◆ **TEXTAUSZUG**
=-=-=

Michael-Weiß-Gedenkfeier
Das Demokratische Forum der Deutschen im Kreis Kronstadt (DFDKK), die Evangelische Stadtpfarrgemeinde A.B. Kronstadt (Honterusgemeinde) und das Kronstädter Johannes-Honterus-Lyzeum organisieren jährlich in Marienburg, beim sogenannten Studentendenkmal, die Michael-Weiß-Gedenkfeier.
Durch diese Feier wird an die Schlacht von Marienburg am 16. Oktober 1612 erinnert, in der, im Kampf gegen den Fürsten Siebenbürgens, Gabriel Bathory, der Kronstädter Stadtrichter Michael Weiß sowie Hunderte von Kronstädter Bürgern und Bewohnern der Burzenländer sächsischen Gemeinden, darunter auch Schüler („Studenten“) des Honterusgymnasiums, ihr Leben lassen mussten.
Die traditionelle Michael-Weiß-Gedenkfeier nimmt in unserem Gemeinschaftsbewusstsein den Stellenwert eines Volkstrauertags der Burzenländer Sachsen ein. Alljährlich gedenken wir in diesem Rahmen unserer Vorfahren, die in den mehr als acht Jahrhunderten dokumentarisch belegter Burzenländer Geschichte in der Heimat oder in der Fremde als Opfer von Terror und Gewaltherrschaft, von Diktatur, Krieg und Deportation ihr Leben lassen mussten.

=-=-=

◆ **DATENSÄTZE**
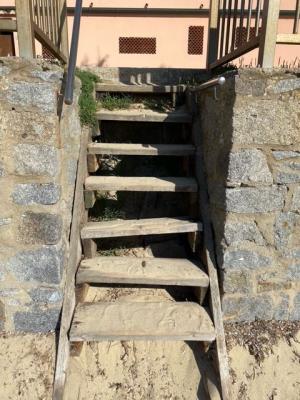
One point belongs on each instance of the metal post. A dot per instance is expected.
(213, 32)
(25, 29)
(63, 41)
(73, 53)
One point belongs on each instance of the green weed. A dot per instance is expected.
(87, 103)
(113, 102)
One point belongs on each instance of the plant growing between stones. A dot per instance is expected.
(112, 102)
(87, 102)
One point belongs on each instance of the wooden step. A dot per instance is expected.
(143, 271)
(136, 227)
(141, 149)
(141, 184)
(143, 115)
(141, 321)
(142, 88)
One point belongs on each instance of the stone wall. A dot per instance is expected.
(39, 139)
(251, 143)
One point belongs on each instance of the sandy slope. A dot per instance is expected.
(136, 371)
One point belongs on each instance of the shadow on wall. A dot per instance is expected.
(215, 140)
(250, 141)
(150, 76)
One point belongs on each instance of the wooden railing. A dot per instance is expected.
(239, 26)
(44, 20)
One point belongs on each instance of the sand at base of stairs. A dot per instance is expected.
(141, 371)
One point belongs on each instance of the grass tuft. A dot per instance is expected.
(113, 102)
(87, 103)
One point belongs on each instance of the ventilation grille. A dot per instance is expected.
(136, 45)
(46, 54)
(196, 37)
(241, 35)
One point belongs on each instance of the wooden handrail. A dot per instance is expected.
(46, 21)
(235, 31)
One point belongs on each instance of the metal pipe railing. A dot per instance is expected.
(220, 81)
(69, 90)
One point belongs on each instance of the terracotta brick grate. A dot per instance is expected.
(137, 45)
(196, 38)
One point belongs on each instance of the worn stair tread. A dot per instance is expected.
(143, 271)
(144, 115)
(137, 227)
(141, 183)
(139, 88)
(141, 149)
(141, 321)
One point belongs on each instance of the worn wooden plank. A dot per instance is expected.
(89, 199)
(25, 29)
(79, 215)
(288, 38)
(268, 35)
(136, 227)
(135, 88)
(144, 116)
(244, 48)
(8, 25)
(144, 271)
(93, 164)
(141, 321)
(211, 263)
(141, 184)
(141, 149)
(89, 248)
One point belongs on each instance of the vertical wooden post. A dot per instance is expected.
(268, 39)
(25, 29)
(213, 32)
(63, 28)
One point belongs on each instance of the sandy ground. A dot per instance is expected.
(142, 370)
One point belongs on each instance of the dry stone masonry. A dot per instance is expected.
(251, 142)
(39, 139)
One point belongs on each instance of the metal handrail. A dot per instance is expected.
(69, 90)
(220, 81)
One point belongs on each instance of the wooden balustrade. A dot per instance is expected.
(44, 20)
(239, 26)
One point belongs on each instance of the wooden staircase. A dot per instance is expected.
(152, 320)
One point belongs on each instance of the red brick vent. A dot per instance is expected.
(46, 54)
(137, 45)
(196, 38)
(241, 35)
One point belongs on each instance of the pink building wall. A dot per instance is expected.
(99, 38)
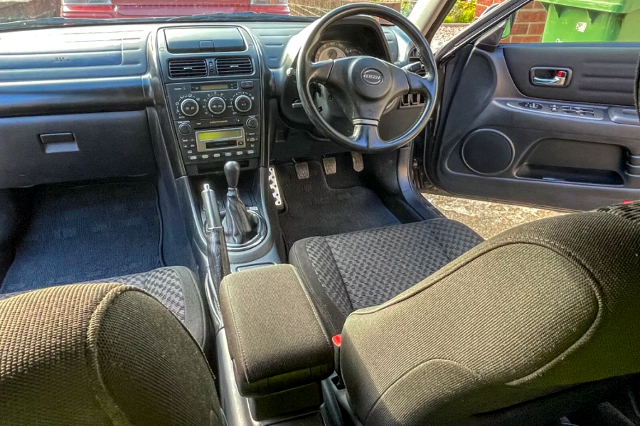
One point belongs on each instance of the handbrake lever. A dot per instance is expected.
(217, 253)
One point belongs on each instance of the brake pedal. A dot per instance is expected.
(302, 170)
(358, 162)
(330, 166)
(275, 189)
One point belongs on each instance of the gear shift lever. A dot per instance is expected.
(237, 222)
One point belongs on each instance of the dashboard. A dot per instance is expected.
(87, 104)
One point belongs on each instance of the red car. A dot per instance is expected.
(156, 8)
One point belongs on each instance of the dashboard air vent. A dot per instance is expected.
(186, 68)
(234, 66)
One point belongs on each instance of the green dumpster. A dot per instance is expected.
(592, 21)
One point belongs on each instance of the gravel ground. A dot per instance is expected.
(486, 218)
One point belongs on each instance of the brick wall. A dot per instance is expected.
(529, 23)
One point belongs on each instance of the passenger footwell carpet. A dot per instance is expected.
(315, 209)
(87, 233)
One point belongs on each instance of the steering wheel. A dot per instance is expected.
(364, 85)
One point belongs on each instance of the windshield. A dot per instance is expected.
(65, 12)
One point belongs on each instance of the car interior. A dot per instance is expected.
(210, 221)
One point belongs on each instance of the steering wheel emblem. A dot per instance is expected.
(372, 76)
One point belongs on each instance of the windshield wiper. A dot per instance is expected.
(240, 16)
(213, 17)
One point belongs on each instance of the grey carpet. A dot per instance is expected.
(87, 233)
(315, 209)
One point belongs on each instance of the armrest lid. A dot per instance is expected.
(274, 331)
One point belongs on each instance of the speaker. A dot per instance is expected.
(487, 152)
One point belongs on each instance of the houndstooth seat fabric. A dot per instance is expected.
(351, 271)
(175, 287)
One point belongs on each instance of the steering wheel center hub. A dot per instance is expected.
(371, 78)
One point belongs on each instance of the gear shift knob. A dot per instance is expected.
(232, 173)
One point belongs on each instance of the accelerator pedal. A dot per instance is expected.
(302, 170)
(330, 166)
(275, 189)
(358, 162)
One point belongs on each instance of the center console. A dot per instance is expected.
(212, 78)
(216, 121)
(213, 85)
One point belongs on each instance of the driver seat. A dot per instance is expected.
(356, 270)
(532, 325)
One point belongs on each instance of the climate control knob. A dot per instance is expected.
(252, 123)
(242, 103)
(184, 128)
(189, 107)
(217, 105)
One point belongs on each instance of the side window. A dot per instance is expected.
(576, 21)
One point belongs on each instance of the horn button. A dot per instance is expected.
(371, 78)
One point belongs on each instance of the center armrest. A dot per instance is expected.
(275, 336)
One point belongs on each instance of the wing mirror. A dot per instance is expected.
(508, 26)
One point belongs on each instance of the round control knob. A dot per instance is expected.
(189, 107)
(243, 103)
(184, 128)
(217, 105)
(252, 123)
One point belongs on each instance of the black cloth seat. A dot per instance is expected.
(176, 287)
(100, 354)
(360, 269)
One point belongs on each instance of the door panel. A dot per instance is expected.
(601, 73)
(576, 147)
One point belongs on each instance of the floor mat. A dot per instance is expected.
(87, 233)
(315, 209)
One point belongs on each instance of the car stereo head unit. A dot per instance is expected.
(217, 139)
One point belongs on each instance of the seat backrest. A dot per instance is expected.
(540, 313)
(100, 354)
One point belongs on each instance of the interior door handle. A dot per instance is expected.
(554, 77)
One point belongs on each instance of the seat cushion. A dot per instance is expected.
(175, 287)
(101, 355)
(360, 269)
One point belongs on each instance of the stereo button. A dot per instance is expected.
(184, 128)
(252, 123)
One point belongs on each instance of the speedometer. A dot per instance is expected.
(331, 50)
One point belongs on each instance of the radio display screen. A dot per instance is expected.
(210, 86)
(212, 135)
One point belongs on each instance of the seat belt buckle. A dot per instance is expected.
(337, 343)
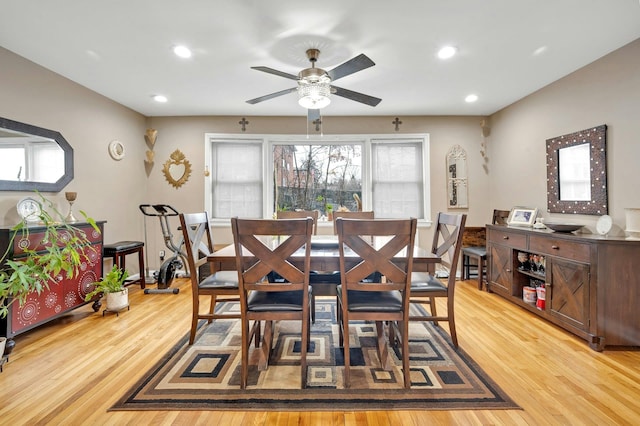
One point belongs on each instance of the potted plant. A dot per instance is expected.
(63, 252)
(329, 208)
(113, 289)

=-=-=

An welchem Tag fand laut dem Text über die Michael-Weiß-Gedenkfeier die Schlacht von Marienburg statt?

◆ **ANTWORT**
Am 16. Oktober 1612.